**Assignment:**
Reproduce word for word the portion of the passage on Ma Yuan that begins with "After his death, Ma's" and continues through "title of marquess.".

**Source extract:**

((

After his death, Ma's deputy Geng Shu (耿舒), who had disagreed with Ma's strategy, and Emperor Guangwu's son-in-law Liang Song (梁松), who had prior grudges against Ma, falsely accused Ma of many crimes. Two specific accusations that are known are that Ma, by the route he took against the Wulin tribes, was responsible for the plague, and that he had, while on campaigns, embezzled pearls and rhinoceros horns. The latter accusation was a misunderstanding in that one of Ma's favorite foods (which he considered capable of warding off plague) was Chinese pearl barley, produced in southern China and northern Vietnam, which Ma had transported in large quantities back to the capital Luoyang. Emperor Guangwu believed these false accusations and posthumously stripped Ma of his fief and title of marquess.

Ma's daughter became Empress Ma of the Han dynasty in 57, after which his reputation was restored.

==Legacy==

===Memorials===

Ma Yuan is worshipped as a deity in numerous temples in China and Vietnam. The Fubo Temples of Zhuzhou County, Hunan and Heng County, Guangxi are among the best known. Mount Fubo and Fubo Park in Guilin, Guangxi are also named after him.

))

**Provided data:**

((

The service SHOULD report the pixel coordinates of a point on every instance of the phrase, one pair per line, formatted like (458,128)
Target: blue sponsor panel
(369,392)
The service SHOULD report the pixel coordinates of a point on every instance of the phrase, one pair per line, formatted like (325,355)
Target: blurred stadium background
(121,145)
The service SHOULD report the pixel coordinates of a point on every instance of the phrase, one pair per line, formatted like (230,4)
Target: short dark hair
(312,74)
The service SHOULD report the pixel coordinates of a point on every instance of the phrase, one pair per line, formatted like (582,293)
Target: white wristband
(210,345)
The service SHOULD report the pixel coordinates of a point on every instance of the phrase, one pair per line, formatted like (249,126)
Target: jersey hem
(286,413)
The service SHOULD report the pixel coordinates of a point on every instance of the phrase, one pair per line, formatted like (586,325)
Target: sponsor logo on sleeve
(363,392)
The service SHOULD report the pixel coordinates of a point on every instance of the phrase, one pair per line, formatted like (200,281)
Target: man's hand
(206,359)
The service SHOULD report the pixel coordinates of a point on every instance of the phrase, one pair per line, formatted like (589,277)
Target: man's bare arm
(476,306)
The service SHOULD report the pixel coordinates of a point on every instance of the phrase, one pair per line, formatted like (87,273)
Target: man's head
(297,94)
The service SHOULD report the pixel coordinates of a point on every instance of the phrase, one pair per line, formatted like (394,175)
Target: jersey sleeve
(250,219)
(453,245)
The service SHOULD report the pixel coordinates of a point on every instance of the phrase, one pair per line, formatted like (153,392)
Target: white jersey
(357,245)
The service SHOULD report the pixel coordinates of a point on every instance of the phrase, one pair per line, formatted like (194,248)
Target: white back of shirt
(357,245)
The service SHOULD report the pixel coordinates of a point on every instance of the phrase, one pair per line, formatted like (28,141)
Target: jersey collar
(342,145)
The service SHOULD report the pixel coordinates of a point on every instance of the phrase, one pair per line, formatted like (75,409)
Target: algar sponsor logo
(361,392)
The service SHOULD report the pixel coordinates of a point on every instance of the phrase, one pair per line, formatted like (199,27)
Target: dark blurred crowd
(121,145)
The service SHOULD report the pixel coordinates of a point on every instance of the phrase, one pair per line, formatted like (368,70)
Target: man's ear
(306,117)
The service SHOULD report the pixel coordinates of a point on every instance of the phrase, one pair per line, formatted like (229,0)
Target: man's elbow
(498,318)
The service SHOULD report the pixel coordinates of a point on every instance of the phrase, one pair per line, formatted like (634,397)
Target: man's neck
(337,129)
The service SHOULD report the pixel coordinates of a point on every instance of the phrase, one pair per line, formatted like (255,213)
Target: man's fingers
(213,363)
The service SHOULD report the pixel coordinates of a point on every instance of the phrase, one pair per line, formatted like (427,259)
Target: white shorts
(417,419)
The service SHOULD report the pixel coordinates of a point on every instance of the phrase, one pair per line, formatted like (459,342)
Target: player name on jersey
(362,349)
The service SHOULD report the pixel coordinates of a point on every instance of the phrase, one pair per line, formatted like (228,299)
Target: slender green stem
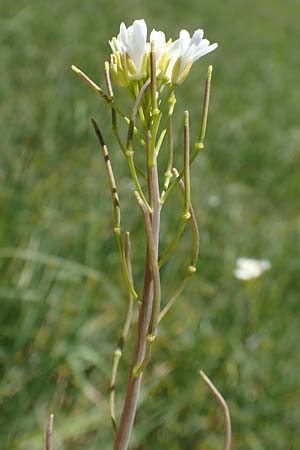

))

**Problem solution:**
After his death, Ma's deputy Geng Shu (耿舒), who had disagreed with Ma's strategy, and Emperor Guangwu's son-in-law Liang Song (梁松), who had prior grudges against Ma, falsely accused Ma of many crimes. Two specific accusations that are known are that Ma, by the route he took against the Wulin tribes, was responsible for the plague, and that he had, while on campaigns, embezzled pearls and rhinoceros horns. The latter accusation was a misunderstanding in that one of Ma's favorite foods (which he considered capable of warding off plague) was Chinese pearl barley, produced in southern China and northern Vietnam, which Ma had transported in large quantities back to the capital Luoyang. Emperor Guangwu believed these false accusations and posthumously stripped Ma of his fief and title of marquess.